Texto base —
***

Cuando su banda no tenía nombre, por allá del 2001, una ex novia, que era súper amiga de la hija de Sergio Arau –uno de los dueños de Rockotitlán (¿ella se llama Tihui?), ese famosísimo lugar en el que tocaron Rostros Ocultos, los Caifanes, la Maldita y Fobia en los ochenta–, consiguió que tocaran allí. Esa tarde de domingo, entre unas cincuenta o setenta personas, mientras A –el cantante y guitarrista, y que tenía un pedal Memory Man–, hacía el soundcheck con los acordes de “Schism” y yo deseaba que me tragara la tierra porque me sentía terriblemente solo y quería partirle la madre al ex de mi ex novia que estaba por allí, entre esas cincuenta o setenta personas en Rockotitlán, aparentando ser cool cuando era un patético enamorado con el nivel intelectual de un chico de secundaria, se hicieron llamar Los Huauzontles.

***

Datos de origen
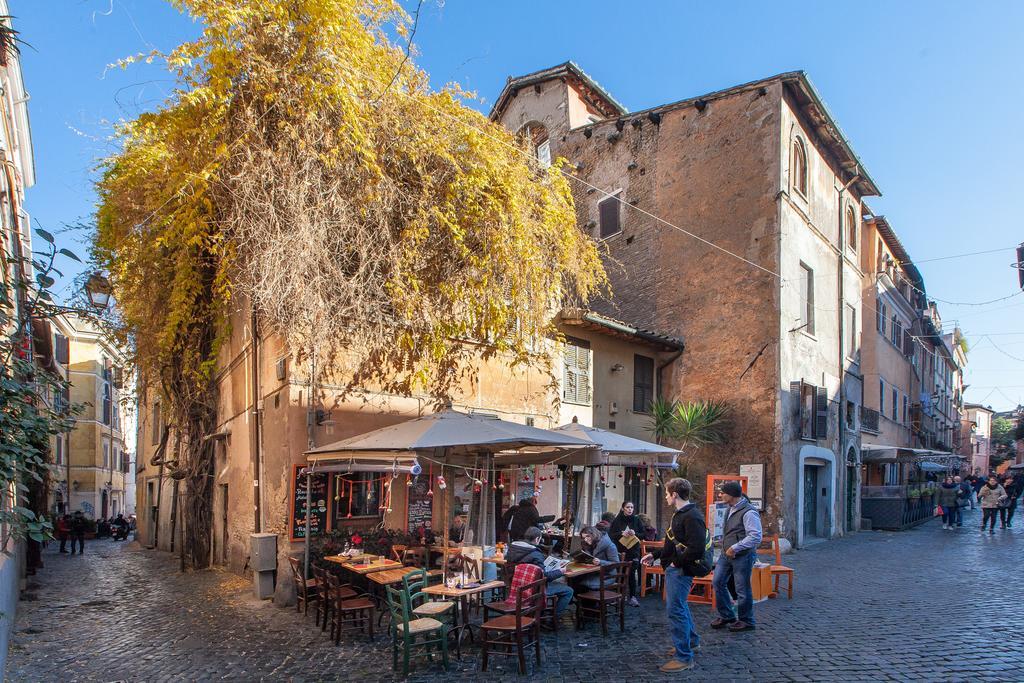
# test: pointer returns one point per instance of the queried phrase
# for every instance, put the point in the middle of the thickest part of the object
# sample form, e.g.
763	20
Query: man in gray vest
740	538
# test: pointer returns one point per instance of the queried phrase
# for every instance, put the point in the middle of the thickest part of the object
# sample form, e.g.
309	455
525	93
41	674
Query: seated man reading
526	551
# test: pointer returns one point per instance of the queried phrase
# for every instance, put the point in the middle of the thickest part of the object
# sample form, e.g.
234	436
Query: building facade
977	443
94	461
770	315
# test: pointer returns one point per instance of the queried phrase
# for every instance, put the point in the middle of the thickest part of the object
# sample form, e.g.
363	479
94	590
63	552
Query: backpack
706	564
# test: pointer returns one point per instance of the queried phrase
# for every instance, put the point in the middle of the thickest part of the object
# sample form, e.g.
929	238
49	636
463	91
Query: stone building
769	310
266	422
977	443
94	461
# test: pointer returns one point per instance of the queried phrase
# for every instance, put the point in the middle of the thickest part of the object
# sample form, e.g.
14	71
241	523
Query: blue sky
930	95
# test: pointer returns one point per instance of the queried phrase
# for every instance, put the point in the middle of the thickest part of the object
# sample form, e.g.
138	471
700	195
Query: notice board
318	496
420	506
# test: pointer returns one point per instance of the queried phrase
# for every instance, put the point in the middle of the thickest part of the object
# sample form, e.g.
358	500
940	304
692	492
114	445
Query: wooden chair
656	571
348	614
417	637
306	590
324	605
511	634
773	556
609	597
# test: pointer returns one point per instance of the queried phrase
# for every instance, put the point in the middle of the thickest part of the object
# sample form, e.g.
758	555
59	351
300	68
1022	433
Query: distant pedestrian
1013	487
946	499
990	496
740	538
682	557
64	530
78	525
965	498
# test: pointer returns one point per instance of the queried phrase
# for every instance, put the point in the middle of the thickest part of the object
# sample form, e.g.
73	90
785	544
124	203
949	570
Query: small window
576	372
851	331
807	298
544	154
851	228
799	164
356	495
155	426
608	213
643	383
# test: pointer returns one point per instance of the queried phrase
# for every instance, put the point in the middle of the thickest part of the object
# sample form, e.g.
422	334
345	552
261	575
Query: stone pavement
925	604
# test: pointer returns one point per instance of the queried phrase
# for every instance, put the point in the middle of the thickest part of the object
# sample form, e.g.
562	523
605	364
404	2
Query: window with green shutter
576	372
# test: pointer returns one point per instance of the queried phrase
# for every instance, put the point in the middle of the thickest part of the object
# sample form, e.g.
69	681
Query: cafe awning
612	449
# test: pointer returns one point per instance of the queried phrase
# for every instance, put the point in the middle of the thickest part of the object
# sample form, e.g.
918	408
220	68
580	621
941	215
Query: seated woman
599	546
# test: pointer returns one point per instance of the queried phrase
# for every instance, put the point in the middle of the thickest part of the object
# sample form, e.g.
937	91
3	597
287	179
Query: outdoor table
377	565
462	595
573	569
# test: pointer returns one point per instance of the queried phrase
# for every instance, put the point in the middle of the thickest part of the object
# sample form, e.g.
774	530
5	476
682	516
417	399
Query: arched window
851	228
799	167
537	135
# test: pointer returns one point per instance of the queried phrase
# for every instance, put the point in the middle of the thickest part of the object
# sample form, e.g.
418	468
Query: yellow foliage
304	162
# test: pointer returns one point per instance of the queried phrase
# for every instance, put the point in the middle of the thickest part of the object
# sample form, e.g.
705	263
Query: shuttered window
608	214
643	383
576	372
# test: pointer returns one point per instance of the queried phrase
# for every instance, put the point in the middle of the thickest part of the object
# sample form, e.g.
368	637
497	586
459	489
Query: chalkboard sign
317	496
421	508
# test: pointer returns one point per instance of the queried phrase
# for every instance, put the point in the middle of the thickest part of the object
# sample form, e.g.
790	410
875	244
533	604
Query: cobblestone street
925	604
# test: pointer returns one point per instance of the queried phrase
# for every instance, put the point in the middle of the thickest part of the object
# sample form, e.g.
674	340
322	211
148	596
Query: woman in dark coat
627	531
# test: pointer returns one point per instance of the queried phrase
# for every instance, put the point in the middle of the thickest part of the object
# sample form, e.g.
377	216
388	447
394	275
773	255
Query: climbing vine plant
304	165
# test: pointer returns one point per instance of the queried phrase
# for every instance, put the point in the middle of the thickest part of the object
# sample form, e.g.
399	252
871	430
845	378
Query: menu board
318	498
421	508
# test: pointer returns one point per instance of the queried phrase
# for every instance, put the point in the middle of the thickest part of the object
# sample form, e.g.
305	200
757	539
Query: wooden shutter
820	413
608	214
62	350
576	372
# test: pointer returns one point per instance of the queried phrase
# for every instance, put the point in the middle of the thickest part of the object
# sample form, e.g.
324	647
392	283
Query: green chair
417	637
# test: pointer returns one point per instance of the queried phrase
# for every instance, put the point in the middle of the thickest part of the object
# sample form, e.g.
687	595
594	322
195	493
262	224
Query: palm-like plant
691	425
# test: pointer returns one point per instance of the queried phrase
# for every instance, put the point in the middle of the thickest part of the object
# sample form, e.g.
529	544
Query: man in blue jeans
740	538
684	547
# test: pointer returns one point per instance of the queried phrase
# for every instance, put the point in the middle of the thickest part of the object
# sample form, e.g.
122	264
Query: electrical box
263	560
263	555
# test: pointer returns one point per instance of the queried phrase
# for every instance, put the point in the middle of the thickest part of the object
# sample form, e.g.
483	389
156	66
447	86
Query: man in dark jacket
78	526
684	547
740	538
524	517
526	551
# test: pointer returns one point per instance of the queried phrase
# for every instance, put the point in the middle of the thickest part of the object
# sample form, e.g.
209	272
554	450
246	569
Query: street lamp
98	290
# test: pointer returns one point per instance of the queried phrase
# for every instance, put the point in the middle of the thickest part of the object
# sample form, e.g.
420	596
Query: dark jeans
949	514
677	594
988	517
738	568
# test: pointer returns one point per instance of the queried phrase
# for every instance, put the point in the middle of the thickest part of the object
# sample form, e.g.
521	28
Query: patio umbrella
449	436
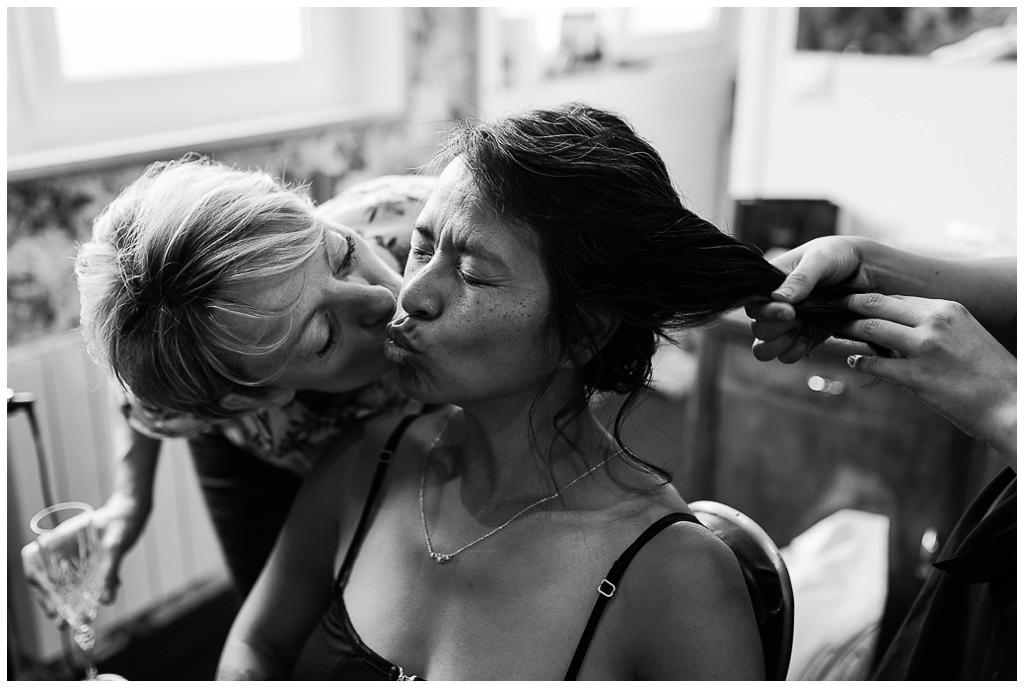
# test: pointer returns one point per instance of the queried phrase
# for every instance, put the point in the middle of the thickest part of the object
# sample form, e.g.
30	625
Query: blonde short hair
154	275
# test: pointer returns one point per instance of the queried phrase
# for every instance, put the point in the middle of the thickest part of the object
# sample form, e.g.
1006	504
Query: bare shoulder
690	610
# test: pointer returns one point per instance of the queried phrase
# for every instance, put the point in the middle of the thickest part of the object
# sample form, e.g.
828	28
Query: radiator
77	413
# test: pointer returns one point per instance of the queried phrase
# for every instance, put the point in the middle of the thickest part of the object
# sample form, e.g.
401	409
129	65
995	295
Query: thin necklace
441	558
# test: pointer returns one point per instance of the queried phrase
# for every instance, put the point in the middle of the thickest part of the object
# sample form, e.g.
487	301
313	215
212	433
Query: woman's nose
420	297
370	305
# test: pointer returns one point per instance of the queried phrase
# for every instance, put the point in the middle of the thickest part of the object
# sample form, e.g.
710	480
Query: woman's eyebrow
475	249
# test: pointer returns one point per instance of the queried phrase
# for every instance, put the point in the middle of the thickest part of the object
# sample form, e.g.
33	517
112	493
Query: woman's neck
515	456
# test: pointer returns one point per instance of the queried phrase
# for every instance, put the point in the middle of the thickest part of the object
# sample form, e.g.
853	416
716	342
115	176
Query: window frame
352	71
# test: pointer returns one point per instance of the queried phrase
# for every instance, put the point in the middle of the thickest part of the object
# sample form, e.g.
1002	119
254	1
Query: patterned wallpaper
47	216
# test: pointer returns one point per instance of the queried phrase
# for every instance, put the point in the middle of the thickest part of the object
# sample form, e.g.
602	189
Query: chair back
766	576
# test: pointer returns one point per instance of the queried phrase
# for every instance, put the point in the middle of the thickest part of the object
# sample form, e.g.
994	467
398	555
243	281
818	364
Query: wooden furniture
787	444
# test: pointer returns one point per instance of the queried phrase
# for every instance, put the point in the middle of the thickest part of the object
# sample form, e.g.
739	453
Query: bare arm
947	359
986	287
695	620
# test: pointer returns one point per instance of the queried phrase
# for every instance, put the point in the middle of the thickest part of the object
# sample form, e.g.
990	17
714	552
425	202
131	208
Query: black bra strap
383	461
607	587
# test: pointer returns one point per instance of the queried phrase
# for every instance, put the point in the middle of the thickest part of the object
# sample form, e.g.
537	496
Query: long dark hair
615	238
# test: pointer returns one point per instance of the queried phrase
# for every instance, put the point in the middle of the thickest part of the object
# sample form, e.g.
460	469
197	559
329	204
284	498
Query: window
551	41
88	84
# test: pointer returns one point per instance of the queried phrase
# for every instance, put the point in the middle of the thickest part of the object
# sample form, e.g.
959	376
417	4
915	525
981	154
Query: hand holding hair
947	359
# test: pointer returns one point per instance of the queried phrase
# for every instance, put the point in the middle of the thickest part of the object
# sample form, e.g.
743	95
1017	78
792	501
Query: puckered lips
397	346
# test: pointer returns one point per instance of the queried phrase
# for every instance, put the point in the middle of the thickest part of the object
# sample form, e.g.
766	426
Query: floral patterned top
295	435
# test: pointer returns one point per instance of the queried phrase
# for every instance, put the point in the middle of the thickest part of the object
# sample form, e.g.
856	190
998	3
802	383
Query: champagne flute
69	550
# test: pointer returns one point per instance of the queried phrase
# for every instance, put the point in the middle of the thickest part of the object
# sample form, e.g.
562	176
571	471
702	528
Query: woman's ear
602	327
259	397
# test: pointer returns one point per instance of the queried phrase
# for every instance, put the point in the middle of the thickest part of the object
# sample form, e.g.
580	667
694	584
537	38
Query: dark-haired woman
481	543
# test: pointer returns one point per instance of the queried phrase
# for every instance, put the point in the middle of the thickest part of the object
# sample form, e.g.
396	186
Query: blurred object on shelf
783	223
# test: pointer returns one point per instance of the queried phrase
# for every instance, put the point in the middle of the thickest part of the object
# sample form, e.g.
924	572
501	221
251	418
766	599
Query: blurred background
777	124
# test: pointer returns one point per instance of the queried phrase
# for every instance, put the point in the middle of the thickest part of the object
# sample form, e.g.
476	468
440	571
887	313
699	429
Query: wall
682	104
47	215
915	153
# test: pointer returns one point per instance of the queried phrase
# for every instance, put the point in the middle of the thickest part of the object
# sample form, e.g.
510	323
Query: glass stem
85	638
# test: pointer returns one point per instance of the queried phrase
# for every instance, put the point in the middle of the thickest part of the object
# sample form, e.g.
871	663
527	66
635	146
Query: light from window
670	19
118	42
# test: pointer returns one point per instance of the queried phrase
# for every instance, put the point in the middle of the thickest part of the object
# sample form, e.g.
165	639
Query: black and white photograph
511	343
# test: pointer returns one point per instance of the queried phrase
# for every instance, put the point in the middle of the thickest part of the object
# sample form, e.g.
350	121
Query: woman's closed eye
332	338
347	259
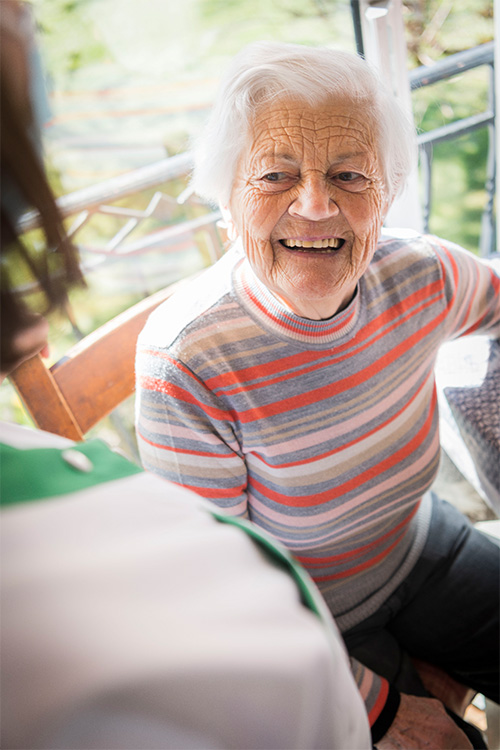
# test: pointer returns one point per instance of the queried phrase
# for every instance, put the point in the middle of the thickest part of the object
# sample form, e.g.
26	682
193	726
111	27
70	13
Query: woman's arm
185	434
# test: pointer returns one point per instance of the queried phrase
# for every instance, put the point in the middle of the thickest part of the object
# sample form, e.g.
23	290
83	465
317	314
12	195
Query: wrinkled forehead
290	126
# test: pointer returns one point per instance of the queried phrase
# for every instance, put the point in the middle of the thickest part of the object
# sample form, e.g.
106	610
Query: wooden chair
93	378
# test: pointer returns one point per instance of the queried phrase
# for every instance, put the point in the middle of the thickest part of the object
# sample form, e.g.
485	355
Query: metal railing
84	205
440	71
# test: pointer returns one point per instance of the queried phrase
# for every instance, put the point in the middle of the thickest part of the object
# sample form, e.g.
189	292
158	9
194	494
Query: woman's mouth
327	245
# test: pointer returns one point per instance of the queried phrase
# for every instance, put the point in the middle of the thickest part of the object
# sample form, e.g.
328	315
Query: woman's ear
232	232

***

Ejercicios propuestos —
1. Según el relato sobre la banda en Rockotitlán, ¿qué nombre adoptó finalmente la banda?
2. Prosiga el relato sobre la banda en Rockotitlán a partir de su última oración.
El material no hace falta para resolver ninguna de las tareas.

Respuestas en orden —
1. Los Huauzontles.

2.
(Lo más probable es que ninguno de ellos –de los integrantes de Nos Llamamos, o sus allegados– recuerde que yo fui su contacto en ese evento en Rockotitlán.) 

Un viernes, tal vez en la época en la que Martin Thulin –el compositor y cantante de Los Fancy Free– les grababa su álbum de estudio, iban a tocar en una cantina de El Centro Histórico, y D me invitó a escucharlos. Creo que hasta ese día sólo los había escuchado dos o tres veces en alguna cantina.

Esa tarde lluviosa, de agosto o de septiembre del 2005, llegamos a La Faena, en el Centro Histórico, muy temprano. Todavía no había gente en la cantina de la calle de Venustiano Carranza, a excepción de tres personas: A –el cantante, que, además de un Memory Man, también tiene una Hägstrom y una Jazzmaster Olympic White, como la que usaba Robert Smith en los primeros álbumes de The Cure–, H –que hace los coros y que toca un Fender Bass Precision y un Rickenbacker–, y una mujer. 

Apenas pusimos un pie en La Faena, me quedó claro que ella –la mujer– había organizado el evento y que era la mánager de Nos Llamamos.

Antes que nada, ella me miró y les gritó a D, a A y a H: 

“¡Les dije que no metieran a 15 cabrones!”

Sólo éramos D, A, H, dos personas, y yo. Y su actitud me shockeó.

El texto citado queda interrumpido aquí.